··· Material provided ···

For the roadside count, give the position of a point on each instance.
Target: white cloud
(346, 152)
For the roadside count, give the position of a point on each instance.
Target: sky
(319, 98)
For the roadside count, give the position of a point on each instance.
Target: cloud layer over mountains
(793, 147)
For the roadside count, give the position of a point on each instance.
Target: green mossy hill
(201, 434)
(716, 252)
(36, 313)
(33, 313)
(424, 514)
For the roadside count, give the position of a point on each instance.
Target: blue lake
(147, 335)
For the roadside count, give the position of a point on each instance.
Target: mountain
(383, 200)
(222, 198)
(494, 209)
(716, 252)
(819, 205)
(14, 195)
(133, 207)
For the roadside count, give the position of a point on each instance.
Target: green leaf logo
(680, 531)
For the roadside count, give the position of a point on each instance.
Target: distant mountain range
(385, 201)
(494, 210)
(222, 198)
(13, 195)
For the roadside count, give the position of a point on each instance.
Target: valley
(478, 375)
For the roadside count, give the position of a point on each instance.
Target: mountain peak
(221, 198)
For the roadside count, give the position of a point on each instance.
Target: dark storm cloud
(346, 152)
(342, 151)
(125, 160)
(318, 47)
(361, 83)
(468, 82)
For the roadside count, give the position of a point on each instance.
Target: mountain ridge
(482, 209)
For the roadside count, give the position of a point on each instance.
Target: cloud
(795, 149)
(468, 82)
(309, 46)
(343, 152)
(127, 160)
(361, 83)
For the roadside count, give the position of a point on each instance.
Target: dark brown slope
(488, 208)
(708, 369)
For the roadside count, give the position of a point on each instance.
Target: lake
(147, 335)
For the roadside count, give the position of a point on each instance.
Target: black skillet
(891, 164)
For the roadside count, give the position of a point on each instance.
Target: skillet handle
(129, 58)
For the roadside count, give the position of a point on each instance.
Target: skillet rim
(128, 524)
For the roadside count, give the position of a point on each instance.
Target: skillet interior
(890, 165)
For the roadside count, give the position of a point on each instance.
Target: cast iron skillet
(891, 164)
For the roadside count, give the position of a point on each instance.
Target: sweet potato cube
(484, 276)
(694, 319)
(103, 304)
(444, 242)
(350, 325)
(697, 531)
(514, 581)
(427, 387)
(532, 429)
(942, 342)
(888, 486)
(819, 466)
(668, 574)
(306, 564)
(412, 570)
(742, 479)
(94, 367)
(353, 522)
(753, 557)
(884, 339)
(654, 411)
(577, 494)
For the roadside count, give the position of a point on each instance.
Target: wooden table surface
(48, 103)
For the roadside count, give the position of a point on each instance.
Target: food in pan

···

Aim of the task
Transcribe the material above word for word.

Problem solution
For the roadside count, give the position of a point on each instance.
Target: white cloud
(346, 152)
For the roadside count, give the position of a point on each instance.
Target: sky
(319, 98)
For the roadside count, give the position of a point on each instance.
Target: cloud layer over mountains
(793, 147)
For the roadside count, give the position of a point on each instance.
Target: green mossy hill
(201, 434)
(716, 252)
(36, 313)
(33, 313)
(424, 514)
For the roadside count, give the position of a point on each instance.
Target: blue lake
(147, 335)
For the roadside count, give the position of a point on each instance.
Target: mountain
(383, 200)
(222, 198)
(494, 209)
(716, 252)
(819, 205)
(14, 195)
(133, 207)
For the roadside count, give the position of a point on each instance.
Target: green leaf logo
(680, 531)
For the roadside count, give the position of a point on each instance.
Target: distant mountain range
(385, 201)
(494, 210)
(222, 198)
(13, 195)
For the roadside count, give the position of a point on each instance.
Target: valley
(478, 375)
For the roadside count, give the position of a point on each instance.
Target: mountain peak
(221, 198)
For the roadside count, give the position of a point on each instance.
Target: dark storm cloud
(346, 152)
(342, 151)
(125, 160)
(318, 47)
(361, 83)
(468, 82)
For the roadside count, give the position of a point on each instance.
Target: mountain ridge
(482, 209)
For the roadside count, give the position of a point on each instance.
Target: cloud
(795, 149)
(468, 82)
(309, 46)
(343, 152)
(127, 160)
(361, 83)
For the roadside count, give the position of a point on each instance.
Target: dark brown slope
(488, 208)
(708, 369)
For the roadside count, give the position of a point on each instance.
Target: lake
(147, 335)
For the roadside count, give the position of a point on each instance.
Target: black skillet
(891, 164)
For the roadside count, give the position of a point on each instance.
Target: skillet handle
(129, 58)
For the roadside count, give the position of a point on each instance.
Target: skillet rim
(128, 524)
For the roadside count, give the position of a point on each instance.
Target: skillet interior
(890, 165)
For the roadside count, give the position of a point on each instance.
Target: cast iron skillet
(891, 164)
For the roadside count, give the position of a point on each instance.
Target: sweet potato cube
(484, 276)
(694, 319)
(103, 304)
(444, 242)
(350, 325)
(697, 531)
(514, 581)
(427, 387)
(532, 429)
(942, 342)
(888, 486)
(819, 466)
(668, 574)
(306, 564)
(412, 570)
(742, 479)
(94, 367)
(353, 522)
(753, 557)
(884, 339)
(654, 411)
(577, 494)
For the roadside count, give the position of a point on each instance.
Target: wooden table surface
(48, 103)
For the roadside count, give the position of a point on each instance.
Target: food in pan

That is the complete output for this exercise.